- Document section:
** Start **

9.2. Large Page Memory

The default memory page size in most operating systems is 4 kilobytes (kb). For a 32-bit operating system the maximum amount of memory is 4 GB, which equates to 1,048,576 ((1024*1024*1024*4)/4096) memory pages. A 64-bit operating system can address 18 Exabytes of memory in theory which equates to a huge number of memory pages. The overhead of managing such a large number of memory pages is significant, regardless of the operating system. The largest heap size used for tests covered in this book was 20 GB, which equates to 5,242,880 memory pages, a five-fold increase over 4 GB.
Large memory pages are pages of memory which are significantly larger than 4 kb, usually 2 Mb. In some instances it's configurable, from 2MB to 256MB. For the systems used in the tests for this book, the page size is 2MB. With 2MB pages, the number of pages for a 20GB heap memory drops from 5,242,880 to 10,240! A 99.8% reduction in the number of memory pages means significantly less management overhead for the underlying operating system.
Large memory pages are locked in memory, and cannot be swapped to disk like regular memory pages which has both advantages and disadvantages. The advantage is that if the heap is using large page memory it can not be paged or swapped to disk so it's always readily available. For Linux the disadvantage is that for applications to use it they have to attach to it using the correct flag for the shmget() system call, also they need to have the proper security permissions for the memlock() system call. For any application that does not have the ability to use large page memory, the server will look and behave as if the large page memory does not exist, which could be a major problem. Care must be taken when configuring large page memory, depending on what else is running on your server besides the JVM.
To enable large page memory, add the following option to the command-line used to start the platform:
-XX:+UseLargePages
This option applies to OpenJDK, and the Oracle proprietary HotSpot-based JVM but there are similar options for IBM's and Oracle's JRockit JVMs. Refer to their documentation for further details. It's also necessary to change the following parameters:
kernel.shmmax = n
Where n is equal to the number of bytes of the maximum shared memory segment allowed on the system. You should set it at least to the size of the largest heap size you want to use for the JVM, or alternatively you can set it to the total amount of memory in the system.

** End **

- Requests:
- A) Write out the part of the section on large page memory that begins at the words "The default memory" and stops after the words "increase over 4 GB.".
- B) Answer these questions from the section on large page memory:
(i) What is the default memory page size in most operating systems?
(ii) What page size did the systems used in the book's tests have?
(iii) Which command-line option enables large page memory?
- C) Translate this sentence from the section on large page memory into Spanish: "For the systems used in the tests for this book, the page size is 2MB."
The listing is separate material with no connection to the section on large page memory.

- Records:
** Start **

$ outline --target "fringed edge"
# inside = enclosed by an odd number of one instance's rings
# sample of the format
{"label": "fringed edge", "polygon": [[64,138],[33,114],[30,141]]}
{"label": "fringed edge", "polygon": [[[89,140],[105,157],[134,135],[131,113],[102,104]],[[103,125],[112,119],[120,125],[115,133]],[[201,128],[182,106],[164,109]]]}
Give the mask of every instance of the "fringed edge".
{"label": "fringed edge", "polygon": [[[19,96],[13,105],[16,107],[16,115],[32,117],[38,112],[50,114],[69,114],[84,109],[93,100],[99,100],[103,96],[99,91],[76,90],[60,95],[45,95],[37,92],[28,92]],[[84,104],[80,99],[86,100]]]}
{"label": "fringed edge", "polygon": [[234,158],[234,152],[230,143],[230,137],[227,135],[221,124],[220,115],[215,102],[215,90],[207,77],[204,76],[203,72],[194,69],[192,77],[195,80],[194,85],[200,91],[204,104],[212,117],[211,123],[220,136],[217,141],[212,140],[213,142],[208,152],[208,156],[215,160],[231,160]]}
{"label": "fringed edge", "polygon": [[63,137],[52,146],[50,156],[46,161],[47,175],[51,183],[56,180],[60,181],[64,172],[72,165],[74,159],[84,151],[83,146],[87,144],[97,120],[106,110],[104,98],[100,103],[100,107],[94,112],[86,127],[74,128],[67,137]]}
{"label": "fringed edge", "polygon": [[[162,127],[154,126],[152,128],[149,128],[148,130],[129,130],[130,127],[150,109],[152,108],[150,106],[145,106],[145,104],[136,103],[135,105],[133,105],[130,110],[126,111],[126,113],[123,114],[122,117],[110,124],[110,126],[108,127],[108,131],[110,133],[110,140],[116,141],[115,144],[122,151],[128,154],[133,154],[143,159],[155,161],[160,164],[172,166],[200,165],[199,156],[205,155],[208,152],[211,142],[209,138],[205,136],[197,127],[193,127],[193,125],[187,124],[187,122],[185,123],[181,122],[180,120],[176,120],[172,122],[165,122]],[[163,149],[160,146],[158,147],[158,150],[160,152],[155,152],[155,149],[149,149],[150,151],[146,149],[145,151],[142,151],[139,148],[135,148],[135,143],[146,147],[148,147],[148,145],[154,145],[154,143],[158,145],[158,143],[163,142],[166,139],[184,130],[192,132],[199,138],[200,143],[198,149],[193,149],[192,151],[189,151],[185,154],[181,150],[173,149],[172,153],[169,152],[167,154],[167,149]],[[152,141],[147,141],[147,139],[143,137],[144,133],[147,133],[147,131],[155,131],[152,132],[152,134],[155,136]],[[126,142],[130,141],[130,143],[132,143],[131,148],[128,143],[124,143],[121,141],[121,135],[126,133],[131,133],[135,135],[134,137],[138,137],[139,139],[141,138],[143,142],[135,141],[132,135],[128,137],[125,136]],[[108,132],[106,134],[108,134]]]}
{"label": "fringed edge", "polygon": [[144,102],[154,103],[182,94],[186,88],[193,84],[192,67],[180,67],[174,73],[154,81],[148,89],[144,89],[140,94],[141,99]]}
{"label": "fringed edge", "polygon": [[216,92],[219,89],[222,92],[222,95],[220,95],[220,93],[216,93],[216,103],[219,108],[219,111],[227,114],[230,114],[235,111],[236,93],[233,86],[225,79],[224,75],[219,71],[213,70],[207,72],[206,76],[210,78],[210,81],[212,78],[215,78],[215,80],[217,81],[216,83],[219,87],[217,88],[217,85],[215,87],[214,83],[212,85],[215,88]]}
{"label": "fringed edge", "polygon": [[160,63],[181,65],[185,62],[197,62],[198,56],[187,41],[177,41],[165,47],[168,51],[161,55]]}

** End **

- Solutions per task:
- A)
The default memory page size in most operating systems is 4 kilobytes (kb). For a 32-bit operating system the maximum amount of memory is 4 GB, which equates to 1,048,576 ((1024*1024*1024*4)/4096) memory pages. A 64-bit operating system can address 18 Exabytes of memory in theory which equates to a huge number of memory pages. The overhead of managing such a large number of memory pages is significant, regardless of the operating system. The largest heap size used for tests covered in this book was 20 GB, which equates to 5,242,880 memory pages, a five-fold increase over 4 GB.

- B)
(i) 4 kilobytes (kb)
(ii) 2MB
(iii) -XX:+UseLargePages

- C) Para los sistemas utilizados en las pruebas de este libro, el tamaño de página es de 2MB.